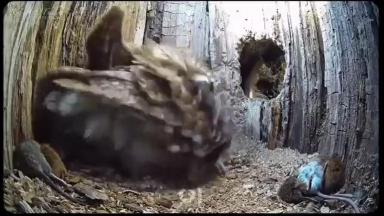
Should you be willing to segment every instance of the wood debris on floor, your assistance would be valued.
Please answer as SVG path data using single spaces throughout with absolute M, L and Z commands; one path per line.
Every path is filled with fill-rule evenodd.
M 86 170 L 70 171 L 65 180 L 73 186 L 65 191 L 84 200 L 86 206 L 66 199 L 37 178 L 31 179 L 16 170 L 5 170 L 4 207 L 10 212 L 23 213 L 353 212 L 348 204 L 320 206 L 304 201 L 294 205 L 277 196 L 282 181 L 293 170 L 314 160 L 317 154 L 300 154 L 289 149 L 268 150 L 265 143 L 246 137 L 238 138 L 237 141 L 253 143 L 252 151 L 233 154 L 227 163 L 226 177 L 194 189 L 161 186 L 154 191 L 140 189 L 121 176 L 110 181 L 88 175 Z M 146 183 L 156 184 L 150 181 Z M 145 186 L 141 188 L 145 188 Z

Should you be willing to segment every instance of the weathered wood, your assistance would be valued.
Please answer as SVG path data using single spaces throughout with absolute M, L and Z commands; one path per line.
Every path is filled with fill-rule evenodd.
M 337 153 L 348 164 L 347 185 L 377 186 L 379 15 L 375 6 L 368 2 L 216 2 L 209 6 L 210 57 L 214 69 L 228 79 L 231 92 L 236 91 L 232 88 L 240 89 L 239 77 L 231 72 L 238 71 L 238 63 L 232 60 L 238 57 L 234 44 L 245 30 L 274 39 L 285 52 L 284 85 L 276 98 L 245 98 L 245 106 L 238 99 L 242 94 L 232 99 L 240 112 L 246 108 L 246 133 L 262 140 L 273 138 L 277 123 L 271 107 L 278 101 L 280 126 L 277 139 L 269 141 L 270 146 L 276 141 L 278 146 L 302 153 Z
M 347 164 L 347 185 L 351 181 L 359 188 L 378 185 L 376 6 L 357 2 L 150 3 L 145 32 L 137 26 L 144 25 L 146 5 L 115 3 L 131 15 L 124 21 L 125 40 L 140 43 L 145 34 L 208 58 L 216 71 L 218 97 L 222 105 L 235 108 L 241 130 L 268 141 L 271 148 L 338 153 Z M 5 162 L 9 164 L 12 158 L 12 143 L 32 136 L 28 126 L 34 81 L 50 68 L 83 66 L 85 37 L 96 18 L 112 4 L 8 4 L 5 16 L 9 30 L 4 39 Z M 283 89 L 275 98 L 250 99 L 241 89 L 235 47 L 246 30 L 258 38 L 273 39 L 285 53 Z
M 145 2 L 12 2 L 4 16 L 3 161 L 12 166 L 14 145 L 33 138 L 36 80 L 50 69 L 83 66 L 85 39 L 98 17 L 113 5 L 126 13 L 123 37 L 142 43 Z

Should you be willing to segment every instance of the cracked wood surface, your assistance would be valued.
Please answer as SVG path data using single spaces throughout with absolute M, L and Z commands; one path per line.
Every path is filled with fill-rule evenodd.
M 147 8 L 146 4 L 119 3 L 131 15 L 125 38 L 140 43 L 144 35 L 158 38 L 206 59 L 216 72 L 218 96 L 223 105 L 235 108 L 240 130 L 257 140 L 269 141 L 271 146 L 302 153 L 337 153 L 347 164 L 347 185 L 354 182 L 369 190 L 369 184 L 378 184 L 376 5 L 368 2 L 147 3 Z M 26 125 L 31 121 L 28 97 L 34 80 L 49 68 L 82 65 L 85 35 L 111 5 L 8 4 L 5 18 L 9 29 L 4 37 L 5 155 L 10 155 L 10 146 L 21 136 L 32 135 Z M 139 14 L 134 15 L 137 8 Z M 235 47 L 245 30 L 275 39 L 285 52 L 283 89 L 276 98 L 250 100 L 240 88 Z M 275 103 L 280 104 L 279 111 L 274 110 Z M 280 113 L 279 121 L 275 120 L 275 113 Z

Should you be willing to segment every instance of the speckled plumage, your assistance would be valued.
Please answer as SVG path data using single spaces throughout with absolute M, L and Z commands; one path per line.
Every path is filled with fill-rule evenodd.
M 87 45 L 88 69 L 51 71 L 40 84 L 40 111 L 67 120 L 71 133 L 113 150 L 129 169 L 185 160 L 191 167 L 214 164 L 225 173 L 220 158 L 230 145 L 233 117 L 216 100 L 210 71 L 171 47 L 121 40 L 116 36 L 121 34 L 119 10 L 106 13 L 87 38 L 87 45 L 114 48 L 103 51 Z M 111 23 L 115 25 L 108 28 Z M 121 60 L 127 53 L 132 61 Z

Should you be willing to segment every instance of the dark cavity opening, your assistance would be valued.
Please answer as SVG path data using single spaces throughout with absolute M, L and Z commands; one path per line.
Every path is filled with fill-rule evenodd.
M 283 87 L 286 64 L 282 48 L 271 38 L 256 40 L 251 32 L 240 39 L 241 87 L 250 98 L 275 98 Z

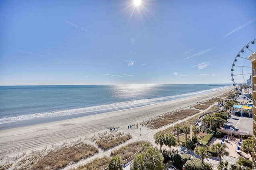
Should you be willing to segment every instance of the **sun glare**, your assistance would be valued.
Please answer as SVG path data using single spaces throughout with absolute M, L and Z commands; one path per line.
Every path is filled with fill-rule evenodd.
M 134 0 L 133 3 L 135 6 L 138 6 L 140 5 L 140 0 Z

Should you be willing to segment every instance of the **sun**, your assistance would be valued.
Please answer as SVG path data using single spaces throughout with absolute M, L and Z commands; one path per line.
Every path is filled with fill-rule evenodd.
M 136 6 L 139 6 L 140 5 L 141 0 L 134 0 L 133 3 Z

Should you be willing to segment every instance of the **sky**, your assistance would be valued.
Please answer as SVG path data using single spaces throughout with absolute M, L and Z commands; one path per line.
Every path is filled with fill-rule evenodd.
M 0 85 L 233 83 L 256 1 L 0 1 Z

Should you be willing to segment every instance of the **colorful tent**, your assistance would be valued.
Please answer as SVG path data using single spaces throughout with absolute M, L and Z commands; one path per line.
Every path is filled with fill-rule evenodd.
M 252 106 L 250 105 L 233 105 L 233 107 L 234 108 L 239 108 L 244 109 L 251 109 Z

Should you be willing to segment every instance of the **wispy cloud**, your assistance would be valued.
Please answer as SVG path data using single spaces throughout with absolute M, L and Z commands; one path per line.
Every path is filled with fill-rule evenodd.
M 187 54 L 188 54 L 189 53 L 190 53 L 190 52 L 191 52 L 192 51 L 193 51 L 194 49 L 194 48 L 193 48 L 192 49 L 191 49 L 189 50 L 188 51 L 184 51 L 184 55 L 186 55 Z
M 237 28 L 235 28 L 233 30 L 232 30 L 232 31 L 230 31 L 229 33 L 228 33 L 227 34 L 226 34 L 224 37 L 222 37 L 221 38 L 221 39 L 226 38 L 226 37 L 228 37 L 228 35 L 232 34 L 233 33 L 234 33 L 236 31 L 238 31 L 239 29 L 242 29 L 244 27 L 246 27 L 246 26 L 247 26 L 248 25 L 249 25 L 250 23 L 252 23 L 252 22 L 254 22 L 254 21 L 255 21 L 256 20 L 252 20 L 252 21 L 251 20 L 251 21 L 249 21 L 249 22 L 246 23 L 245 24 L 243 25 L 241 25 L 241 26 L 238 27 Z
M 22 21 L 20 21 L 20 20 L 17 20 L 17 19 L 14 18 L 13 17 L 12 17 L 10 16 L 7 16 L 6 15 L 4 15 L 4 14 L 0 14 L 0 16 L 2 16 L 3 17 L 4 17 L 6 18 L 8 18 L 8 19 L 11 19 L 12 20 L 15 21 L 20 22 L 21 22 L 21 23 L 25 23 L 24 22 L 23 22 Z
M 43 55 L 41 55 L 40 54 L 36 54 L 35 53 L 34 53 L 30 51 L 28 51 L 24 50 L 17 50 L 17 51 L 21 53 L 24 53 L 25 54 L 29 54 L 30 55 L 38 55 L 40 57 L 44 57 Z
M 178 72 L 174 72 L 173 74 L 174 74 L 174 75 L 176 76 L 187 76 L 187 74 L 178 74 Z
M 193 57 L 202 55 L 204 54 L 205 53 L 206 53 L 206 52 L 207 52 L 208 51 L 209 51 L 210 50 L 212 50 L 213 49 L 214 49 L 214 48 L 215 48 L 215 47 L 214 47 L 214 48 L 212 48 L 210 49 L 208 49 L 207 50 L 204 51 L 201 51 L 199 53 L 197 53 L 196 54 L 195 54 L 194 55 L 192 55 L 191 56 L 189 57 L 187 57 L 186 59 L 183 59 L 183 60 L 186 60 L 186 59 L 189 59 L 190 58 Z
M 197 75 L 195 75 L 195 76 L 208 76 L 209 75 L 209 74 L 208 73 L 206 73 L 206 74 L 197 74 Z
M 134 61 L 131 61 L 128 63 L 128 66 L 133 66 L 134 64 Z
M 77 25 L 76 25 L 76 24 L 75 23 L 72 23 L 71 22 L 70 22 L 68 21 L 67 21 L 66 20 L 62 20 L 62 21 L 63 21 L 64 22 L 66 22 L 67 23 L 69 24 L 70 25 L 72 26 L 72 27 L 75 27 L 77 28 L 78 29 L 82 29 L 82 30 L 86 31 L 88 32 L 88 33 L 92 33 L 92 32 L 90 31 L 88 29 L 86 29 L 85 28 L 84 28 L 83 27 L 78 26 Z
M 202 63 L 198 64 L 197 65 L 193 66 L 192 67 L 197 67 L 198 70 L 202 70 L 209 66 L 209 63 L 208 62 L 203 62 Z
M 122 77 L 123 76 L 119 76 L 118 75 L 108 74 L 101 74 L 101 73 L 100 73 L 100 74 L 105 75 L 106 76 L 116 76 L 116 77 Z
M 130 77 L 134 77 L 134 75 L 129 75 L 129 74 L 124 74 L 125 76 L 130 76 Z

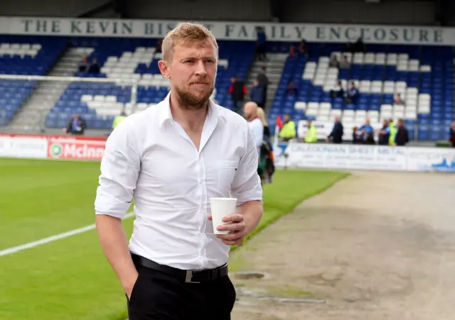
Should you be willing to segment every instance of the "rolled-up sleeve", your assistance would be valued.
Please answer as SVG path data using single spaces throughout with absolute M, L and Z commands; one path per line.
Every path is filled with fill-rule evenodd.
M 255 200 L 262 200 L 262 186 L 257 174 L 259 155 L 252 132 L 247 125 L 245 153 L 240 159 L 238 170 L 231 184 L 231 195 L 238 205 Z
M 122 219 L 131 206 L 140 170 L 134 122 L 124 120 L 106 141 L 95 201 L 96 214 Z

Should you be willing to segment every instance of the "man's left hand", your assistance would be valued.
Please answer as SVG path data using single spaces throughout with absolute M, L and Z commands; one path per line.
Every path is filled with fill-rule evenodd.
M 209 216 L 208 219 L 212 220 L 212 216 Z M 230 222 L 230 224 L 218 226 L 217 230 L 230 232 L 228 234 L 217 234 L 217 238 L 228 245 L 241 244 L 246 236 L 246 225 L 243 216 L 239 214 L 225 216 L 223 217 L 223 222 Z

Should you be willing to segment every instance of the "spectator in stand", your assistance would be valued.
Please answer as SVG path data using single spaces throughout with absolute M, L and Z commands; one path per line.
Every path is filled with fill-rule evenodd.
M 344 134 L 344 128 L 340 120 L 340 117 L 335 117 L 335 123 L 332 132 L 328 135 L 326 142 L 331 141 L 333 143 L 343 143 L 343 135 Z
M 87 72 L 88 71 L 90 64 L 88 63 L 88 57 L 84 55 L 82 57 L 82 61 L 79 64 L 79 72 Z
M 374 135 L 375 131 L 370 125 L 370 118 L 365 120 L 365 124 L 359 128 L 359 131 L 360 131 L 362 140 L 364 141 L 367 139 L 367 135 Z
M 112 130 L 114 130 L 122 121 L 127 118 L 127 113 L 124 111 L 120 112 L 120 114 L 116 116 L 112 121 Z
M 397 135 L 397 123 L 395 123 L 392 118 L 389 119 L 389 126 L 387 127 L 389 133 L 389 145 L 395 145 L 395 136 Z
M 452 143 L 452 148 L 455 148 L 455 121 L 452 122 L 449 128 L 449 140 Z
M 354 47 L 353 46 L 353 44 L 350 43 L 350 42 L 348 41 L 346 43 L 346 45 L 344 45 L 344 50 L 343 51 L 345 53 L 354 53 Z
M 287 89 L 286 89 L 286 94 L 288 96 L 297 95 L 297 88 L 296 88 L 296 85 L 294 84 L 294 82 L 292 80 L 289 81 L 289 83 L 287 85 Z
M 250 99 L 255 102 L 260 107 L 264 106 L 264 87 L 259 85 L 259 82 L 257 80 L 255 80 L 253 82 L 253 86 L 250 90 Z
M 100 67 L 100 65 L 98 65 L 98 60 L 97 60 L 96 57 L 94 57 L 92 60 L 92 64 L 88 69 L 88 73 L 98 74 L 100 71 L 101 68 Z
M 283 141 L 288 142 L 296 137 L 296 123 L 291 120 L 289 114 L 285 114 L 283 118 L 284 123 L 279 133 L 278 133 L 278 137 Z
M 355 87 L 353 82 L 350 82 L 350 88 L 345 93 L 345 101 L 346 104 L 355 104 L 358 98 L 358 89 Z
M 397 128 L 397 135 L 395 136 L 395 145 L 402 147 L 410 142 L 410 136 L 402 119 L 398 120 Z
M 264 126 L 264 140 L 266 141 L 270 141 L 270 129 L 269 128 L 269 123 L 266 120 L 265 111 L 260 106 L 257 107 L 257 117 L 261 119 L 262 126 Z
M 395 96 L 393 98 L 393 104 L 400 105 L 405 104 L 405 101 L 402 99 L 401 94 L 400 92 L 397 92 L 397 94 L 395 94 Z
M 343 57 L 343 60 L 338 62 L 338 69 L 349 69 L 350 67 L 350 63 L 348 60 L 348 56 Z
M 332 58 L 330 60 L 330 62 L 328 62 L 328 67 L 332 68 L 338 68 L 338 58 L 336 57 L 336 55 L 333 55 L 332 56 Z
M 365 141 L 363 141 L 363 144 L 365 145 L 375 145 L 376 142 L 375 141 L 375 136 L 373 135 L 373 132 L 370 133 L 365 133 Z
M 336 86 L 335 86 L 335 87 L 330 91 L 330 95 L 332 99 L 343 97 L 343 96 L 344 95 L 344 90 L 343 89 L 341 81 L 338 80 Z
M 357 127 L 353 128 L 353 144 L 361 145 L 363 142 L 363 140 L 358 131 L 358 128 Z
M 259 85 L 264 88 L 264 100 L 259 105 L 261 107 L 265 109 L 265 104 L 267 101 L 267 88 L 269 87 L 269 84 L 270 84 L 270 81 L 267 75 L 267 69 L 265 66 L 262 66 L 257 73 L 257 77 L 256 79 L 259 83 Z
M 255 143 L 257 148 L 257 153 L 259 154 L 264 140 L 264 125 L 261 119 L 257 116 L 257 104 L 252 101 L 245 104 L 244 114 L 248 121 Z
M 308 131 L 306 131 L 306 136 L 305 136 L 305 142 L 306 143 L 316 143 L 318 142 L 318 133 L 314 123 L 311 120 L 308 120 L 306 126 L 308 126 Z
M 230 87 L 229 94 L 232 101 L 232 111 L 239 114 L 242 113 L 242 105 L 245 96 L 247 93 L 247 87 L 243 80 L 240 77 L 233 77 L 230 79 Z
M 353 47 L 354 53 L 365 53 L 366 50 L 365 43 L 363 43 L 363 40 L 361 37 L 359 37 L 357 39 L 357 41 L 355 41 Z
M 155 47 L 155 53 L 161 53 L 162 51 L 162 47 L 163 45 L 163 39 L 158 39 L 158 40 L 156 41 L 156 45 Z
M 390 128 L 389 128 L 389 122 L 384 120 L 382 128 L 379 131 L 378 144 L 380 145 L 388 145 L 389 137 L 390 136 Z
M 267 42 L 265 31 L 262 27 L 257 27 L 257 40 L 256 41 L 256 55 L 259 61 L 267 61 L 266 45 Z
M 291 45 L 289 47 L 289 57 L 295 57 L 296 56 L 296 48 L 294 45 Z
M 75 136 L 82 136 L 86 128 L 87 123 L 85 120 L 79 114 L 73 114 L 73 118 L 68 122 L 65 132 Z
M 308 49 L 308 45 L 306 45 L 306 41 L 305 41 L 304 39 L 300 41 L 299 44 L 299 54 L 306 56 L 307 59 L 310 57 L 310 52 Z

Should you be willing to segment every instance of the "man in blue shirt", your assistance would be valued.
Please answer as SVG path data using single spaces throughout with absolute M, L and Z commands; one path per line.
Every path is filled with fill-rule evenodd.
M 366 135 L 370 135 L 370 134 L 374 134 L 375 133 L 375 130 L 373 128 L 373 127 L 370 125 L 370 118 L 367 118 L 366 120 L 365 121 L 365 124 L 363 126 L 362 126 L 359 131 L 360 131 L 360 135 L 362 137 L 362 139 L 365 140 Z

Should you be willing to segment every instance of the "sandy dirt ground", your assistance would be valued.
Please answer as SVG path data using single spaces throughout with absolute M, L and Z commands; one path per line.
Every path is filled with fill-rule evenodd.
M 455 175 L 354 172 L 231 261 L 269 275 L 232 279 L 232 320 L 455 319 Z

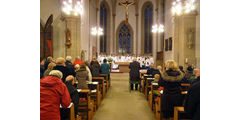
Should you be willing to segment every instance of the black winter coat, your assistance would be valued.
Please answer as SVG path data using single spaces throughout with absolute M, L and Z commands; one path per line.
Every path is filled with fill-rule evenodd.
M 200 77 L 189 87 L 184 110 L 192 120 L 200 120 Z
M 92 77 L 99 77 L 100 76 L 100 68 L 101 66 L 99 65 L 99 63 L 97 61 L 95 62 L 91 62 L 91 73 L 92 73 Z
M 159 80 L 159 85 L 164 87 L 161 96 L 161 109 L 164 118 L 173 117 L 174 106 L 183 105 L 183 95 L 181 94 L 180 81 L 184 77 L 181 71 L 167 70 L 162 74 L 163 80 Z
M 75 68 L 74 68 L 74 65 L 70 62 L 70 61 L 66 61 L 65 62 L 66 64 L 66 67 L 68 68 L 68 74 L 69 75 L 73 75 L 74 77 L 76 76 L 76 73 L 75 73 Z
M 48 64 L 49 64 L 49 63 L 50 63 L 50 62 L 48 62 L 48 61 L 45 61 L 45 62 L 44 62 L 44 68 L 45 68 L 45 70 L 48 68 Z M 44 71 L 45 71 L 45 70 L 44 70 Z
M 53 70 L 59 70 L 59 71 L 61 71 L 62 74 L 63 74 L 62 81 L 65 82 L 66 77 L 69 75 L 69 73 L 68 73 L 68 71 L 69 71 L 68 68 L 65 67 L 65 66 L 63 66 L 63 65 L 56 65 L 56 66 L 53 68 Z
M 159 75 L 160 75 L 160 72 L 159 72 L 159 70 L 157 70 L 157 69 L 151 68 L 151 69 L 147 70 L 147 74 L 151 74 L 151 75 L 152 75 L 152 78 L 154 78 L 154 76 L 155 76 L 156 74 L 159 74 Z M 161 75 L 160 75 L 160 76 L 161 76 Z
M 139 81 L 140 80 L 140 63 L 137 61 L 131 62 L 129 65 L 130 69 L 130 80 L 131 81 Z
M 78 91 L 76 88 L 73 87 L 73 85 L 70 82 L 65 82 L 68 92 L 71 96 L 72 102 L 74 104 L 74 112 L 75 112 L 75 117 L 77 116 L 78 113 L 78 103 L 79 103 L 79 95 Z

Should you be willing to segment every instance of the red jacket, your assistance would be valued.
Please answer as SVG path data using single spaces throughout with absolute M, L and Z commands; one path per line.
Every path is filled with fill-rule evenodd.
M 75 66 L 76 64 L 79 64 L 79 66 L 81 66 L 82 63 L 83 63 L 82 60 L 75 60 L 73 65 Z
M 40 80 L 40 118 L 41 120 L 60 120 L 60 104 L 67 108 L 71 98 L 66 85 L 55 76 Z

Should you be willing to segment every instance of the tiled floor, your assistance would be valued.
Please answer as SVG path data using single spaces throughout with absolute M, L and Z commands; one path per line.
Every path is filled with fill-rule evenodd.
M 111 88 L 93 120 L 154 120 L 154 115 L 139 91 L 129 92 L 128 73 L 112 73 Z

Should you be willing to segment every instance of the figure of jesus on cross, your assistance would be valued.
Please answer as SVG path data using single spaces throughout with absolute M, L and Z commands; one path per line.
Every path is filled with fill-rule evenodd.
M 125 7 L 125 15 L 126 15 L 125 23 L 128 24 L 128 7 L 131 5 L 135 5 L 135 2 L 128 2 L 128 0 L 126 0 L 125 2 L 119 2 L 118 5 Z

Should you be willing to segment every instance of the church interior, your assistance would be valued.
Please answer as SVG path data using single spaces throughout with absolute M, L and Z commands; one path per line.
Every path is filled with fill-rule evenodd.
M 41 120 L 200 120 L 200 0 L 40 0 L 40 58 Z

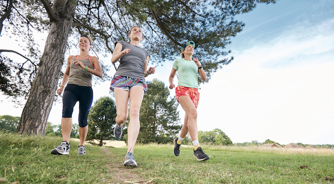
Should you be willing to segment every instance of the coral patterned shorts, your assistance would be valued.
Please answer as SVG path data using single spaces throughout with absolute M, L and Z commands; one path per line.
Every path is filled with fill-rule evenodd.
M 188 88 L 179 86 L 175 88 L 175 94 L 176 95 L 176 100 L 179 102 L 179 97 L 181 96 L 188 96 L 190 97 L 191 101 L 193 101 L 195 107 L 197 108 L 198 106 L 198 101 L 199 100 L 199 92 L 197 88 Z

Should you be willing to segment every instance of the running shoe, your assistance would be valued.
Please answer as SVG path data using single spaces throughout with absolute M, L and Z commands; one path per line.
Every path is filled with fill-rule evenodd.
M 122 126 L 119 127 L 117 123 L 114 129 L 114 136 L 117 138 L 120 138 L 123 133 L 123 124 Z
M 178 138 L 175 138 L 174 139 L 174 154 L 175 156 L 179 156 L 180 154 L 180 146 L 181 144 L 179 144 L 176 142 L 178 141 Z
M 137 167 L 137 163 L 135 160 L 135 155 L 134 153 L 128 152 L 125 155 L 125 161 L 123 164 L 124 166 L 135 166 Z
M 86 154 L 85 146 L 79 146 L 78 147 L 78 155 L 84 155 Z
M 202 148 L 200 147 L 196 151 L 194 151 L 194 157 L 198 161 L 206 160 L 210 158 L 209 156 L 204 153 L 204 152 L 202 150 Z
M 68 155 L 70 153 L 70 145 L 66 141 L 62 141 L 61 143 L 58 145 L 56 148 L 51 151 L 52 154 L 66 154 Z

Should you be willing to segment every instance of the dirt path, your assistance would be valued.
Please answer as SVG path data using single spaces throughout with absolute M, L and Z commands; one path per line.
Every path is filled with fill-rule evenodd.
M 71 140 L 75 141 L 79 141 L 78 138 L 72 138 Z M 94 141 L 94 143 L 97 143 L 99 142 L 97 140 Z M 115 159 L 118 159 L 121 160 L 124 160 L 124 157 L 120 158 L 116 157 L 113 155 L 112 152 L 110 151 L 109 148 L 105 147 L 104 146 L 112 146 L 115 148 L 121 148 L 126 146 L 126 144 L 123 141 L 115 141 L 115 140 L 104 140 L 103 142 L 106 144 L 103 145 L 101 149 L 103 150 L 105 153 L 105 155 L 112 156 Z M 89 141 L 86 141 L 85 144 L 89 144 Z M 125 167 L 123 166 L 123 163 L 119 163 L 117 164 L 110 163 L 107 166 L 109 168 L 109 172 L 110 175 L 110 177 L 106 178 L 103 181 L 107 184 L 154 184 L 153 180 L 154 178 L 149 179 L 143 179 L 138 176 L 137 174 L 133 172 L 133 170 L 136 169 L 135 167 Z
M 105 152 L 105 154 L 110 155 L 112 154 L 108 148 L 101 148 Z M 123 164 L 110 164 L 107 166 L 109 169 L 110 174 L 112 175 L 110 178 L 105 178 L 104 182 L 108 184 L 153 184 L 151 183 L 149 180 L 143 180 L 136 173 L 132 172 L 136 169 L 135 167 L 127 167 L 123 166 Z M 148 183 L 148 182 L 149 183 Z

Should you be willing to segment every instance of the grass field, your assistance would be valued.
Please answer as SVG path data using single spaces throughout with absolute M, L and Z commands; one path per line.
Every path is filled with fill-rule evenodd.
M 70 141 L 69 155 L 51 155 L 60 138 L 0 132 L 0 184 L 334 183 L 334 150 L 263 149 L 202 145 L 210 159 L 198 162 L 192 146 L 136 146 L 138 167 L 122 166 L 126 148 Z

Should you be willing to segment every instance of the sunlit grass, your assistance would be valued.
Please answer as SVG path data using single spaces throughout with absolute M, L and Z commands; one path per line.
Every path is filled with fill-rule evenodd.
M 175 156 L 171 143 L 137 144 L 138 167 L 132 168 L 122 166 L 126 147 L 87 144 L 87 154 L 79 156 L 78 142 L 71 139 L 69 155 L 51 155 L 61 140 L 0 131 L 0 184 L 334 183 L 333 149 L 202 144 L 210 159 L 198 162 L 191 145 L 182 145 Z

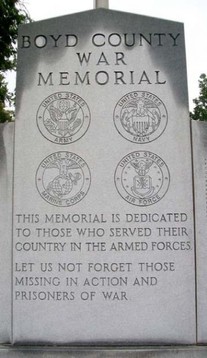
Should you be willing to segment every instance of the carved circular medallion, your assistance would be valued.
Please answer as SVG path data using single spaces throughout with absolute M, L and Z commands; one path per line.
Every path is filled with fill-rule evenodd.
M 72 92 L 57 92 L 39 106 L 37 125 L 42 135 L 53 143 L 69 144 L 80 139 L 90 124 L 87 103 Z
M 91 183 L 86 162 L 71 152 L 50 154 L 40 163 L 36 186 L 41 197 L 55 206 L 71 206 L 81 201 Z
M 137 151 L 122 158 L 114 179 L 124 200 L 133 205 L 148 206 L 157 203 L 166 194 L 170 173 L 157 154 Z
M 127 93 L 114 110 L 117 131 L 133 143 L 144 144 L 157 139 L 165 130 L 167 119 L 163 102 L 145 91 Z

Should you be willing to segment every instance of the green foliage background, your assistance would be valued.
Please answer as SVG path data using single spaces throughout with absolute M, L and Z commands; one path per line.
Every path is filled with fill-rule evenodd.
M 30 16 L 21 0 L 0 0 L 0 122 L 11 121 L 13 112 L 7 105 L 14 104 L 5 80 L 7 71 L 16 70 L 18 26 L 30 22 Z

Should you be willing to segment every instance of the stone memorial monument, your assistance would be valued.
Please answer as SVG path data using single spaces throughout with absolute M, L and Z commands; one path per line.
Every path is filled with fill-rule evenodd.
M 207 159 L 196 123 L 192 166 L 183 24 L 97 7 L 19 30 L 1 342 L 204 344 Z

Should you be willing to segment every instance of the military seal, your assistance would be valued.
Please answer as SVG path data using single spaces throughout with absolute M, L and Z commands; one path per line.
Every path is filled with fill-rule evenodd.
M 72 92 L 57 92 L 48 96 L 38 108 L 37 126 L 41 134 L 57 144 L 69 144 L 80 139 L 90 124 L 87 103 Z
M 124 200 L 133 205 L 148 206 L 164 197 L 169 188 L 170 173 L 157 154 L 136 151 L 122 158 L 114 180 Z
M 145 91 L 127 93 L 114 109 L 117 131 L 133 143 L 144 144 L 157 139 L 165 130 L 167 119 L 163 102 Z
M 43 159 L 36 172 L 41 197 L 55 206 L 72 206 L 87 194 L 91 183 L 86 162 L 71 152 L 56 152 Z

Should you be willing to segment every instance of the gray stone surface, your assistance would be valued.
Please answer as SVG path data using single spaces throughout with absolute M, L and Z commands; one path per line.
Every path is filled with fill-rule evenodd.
··········
■ Requirements:
Please copy the records verbatim from the line containing "Should you be willing to segment every instance of the dark" through the line containing "M 134 0 L 133", including both of those lines. Leave out the pictures.

■ Answer:
Should you be willing to segment every instance of the dark cavity opening, your assistance would be valued.
Please answer as SVG path data using single spaces throughout with absolute M, L and Z commands; one path per line.
Every path is filled with fill-rule evenodd.
M 283 87 L 286 64 L 282 48 L 271 38 L 256 40 L 251 32 L 240 39 L 241 87 L 250 98 L 275 98 Z

Should you be willing to segment every instance of the **sun glare**, your assistance would be valued.
Please answer as SVG path data using single spaces throughout with absolute M, L and Z commands; one path per line.
Every path is filled with fill-rule evenodd.
M 134 0 L 133 3 L 135 6 L 138 6 L 140 5 L 140 0 Z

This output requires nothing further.